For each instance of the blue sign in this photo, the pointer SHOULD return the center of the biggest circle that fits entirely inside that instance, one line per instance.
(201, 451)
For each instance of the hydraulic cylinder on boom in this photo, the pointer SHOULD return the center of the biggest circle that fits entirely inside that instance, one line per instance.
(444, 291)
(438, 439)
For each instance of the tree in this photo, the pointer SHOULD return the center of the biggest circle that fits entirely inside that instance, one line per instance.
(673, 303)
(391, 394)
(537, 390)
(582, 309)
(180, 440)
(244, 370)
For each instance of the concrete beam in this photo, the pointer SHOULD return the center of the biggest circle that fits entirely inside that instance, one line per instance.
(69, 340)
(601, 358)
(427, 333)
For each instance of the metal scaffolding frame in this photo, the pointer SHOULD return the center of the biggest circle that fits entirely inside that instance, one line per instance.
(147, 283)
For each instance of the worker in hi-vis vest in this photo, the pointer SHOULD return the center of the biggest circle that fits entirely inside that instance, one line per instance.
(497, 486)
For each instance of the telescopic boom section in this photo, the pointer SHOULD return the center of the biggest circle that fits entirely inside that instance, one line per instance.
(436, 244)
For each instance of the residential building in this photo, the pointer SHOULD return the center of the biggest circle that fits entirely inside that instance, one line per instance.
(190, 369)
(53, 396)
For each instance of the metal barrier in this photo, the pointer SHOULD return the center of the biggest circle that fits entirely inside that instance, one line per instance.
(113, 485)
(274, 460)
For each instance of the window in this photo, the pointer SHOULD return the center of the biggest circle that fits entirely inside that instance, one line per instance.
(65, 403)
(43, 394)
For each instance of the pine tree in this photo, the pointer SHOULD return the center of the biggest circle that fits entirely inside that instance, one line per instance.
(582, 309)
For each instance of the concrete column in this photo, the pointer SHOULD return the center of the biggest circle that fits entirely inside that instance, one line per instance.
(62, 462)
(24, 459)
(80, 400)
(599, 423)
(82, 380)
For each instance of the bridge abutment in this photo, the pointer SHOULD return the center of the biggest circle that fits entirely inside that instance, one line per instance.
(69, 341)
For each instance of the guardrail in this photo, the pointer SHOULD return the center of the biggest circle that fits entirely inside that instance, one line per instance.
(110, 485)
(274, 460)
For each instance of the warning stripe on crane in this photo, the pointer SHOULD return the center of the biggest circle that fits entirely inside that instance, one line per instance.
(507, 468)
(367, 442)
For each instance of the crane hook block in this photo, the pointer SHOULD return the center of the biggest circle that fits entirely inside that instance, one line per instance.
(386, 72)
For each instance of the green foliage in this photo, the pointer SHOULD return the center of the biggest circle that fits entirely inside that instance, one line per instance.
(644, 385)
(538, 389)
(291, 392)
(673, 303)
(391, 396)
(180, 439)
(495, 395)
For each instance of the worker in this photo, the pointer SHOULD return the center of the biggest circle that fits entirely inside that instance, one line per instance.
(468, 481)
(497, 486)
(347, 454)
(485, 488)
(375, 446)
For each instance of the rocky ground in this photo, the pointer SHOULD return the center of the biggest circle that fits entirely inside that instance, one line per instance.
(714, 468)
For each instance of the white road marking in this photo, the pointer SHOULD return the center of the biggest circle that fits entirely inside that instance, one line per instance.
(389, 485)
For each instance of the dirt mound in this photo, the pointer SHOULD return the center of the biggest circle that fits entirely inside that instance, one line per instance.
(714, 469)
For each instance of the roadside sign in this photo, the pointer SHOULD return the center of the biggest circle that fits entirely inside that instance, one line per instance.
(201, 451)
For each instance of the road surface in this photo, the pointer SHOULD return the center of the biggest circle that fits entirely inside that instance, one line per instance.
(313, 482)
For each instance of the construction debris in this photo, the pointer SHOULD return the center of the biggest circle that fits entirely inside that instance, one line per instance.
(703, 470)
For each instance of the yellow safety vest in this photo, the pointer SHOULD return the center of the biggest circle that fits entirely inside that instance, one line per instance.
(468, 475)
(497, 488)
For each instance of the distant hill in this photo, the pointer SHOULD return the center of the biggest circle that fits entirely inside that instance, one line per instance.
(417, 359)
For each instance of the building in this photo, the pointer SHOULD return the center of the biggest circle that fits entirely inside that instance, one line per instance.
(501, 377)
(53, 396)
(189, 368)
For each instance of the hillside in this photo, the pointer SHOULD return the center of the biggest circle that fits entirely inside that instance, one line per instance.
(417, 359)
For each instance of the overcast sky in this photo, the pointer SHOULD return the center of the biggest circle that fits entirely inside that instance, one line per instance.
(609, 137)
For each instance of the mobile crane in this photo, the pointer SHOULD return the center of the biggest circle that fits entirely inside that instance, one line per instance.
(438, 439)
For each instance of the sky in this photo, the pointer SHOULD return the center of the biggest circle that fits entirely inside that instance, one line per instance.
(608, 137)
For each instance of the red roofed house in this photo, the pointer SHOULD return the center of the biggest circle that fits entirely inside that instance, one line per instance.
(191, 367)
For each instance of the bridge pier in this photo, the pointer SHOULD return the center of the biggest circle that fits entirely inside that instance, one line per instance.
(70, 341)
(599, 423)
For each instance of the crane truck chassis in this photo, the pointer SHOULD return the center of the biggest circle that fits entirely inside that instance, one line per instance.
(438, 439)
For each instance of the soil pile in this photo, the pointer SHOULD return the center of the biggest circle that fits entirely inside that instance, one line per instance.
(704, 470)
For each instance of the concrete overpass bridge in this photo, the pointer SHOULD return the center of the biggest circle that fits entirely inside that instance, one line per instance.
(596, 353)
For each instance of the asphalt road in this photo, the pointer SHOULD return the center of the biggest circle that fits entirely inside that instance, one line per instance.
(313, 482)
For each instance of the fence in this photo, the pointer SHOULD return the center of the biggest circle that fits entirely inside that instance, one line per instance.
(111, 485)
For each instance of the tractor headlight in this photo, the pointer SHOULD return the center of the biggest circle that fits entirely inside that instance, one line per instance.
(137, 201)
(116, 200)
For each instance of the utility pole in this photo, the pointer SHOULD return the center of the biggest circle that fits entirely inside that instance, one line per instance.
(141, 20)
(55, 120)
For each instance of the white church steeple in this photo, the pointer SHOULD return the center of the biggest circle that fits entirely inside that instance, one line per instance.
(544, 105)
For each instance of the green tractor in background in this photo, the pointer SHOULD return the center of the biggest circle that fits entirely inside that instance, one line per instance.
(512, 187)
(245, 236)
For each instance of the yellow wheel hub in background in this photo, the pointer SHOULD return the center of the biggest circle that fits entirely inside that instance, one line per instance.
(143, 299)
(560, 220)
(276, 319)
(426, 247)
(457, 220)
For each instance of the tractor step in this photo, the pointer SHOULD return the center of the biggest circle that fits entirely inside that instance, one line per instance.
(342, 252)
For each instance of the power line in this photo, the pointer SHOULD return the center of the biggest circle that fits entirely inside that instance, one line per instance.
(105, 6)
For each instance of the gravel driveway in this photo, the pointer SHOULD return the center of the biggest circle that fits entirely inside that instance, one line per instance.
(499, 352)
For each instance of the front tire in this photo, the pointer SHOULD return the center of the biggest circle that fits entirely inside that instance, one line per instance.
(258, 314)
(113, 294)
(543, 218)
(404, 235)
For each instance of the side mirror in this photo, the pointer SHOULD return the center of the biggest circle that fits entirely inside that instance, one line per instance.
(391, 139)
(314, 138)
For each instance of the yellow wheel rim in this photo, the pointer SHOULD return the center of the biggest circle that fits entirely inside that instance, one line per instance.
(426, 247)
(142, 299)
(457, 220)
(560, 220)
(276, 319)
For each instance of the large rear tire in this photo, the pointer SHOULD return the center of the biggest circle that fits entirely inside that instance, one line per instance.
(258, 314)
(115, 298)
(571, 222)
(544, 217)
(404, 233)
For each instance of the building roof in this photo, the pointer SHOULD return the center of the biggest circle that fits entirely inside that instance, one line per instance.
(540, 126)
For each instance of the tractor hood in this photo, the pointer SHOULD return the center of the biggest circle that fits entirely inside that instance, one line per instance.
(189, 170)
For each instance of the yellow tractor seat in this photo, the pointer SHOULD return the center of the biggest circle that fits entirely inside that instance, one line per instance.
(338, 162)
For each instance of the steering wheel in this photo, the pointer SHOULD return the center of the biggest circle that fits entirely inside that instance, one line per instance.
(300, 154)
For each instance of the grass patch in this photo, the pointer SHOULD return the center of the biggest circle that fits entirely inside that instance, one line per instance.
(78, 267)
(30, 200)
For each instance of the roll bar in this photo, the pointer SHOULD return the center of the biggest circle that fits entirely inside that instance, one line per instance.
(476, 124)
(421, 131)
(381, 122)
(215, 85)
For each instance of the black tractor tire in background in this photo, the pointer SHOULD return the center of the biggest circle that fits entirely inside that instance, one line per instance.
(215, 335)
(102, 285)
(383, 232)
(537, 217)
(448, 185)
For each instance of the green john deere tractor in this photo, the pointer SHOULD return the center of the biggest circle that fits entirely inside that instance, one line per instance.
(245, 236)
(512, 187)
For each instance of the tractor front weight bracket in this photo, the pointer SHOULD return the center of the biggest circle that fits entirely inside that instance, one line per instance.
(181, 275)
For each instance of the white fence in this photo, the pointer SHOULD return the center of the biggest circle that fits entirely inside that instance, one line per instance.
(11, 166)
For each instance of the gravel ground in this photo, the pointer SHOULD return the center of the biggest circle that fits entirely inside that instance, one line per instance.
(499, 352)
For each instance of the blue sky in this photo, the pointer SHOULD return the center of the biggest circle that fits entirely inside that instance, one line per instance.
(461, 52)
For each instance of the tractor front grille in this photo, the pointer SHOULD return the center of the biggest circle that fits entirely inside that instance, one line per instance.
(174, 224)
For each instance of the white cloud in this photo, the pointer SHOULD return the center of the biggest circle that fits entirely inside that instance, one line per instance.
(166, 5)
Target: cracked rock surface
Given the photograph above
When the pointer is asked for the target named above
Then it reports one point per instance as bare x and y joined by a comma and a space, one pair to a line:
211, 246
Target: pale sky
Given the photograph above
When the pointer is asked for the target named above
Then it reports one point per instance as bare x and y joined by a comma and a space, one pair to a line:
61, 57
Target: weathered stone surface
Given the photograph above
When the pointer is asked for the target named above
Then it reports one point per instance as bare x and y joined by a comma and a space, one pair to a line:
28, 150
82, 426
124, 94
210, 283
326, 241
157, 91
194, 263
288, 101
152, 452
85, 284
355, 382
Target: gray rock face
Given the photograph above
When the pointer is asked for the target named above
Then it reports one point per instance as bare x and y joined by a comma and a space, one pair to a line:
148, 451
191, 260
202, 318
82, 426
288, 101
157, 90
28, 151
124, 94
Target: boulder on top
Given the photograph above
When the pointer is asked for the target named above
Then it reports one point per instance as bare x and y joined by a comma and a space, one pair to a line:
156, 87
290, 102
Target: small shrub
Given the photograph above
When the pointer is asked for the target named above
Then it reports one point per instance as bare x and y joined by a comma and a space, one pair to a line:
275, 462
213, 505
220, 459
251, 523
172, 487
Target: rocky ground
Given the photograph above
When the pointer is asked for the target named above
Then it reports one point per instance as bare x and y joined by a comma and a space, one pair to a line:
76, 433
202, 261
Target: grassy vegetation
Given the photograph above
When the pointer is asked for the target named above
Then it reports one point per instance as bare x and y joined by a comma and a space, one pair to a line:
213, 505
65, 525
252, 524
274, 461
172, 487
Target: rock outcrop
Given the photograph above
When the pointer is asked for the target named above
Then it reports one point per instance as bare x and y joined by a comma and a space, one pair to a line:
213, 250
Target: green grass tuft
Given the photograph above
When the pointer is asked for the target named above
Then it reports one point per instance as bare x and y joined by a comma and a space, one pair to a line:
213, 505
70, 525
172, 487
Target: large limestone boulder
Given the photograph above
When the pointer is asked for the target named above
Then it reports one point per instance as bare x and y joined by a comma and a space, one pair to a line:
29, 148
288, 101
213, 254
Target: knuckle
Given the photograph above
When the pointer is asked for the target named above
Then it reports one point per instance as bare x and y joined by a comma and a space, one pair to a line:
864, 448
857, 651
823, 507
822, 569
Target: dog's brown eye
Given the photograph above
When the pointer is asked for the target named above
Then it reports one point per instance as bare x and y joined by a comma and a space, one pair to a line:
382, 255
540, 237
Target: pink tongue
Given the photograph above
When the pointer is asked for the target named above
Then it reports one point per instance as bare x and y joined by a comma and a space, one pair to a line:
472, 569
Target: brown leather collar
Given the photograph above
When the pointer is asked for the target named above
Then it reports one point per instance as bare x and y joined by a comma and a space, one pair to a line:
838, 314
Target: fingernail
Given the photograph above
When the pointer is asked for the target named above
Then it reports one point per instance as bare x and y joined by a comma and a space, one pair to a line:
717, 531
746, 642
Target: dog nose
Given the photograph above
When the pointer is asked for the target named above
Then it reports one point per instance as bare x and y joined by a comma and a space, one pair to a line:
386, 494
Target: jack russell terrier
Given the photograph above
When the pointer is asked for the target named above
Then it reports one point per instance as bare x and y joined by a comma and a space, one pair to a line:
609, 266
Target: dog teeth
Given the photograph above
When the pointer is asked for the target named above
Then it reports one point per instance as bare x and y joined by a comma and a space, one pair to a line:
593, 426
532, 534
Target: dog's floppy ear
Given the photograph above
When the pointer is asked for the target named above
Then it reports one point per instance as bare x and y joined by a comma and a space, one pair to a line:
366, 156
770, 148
--------------------
Everything from the line with "Target: knuckle" to the end of the listing above needs to be duplicated exactly, both end lines included, with nothing more.

Target: knuckle
Given the photograph above
When the pointer is asked for the target named above
Then it reports one point per instance as bare x and y joined by a comma and a space, one pair to a line:
864, 448
857, 651
823, 507
822, 569
Target: dog's brown eye
Given the photograph above
When the pointer is asked for the target named above
Then it reports one point per instance as bare x and y joined by a comma and a space, one pair to a line:
382, 255
540, 237
Target: pink tongue
Given the photograph above
When the pointer is asked for the target named above
Then it reports one point per instance as bare x and y joined by a comma and a space, one pair to a line:
472, 569
Target: brown leather collar
Given the photograph above
When the pointer is asked for the target named above
Then it reports one point per instance as bare x and y joined by a comma and a space, one pair to a line:
838, 314
Target: fingernail
Given the photograph above
When the pointer is asked for the target named above
Then it reports one point per instance as bare x and y joined by a comma and a space, one pair to a line:
717, 531
746, 642
Target: dog nose
Given the photograph above
When the pointer is asked for the target named above
Then it reports one point per instance as bare x and y joined by a comma and a space, one pair to a line:
386, 494
Target: jack russell terrier
Given the photograph above
When the pointer is asked for the target named above
Then it reports one point per instance as bare x and y joined by a comma and a space, one pair to a line:
609, 266
Target: dog teeth
Given the photograph above
When the pointer is asked for the target named above
Then it reports one point per instance as bare x and y joined by a comma and a space, one pair to a line:
593, 426
532, 534
Target: dog's floppy ear
Given the photograph above
When the pointer is asked for the target named above
Then it reports one point per instance as bare x and y joined by a comma and a space, one pair to a line:
366, 156
770, 148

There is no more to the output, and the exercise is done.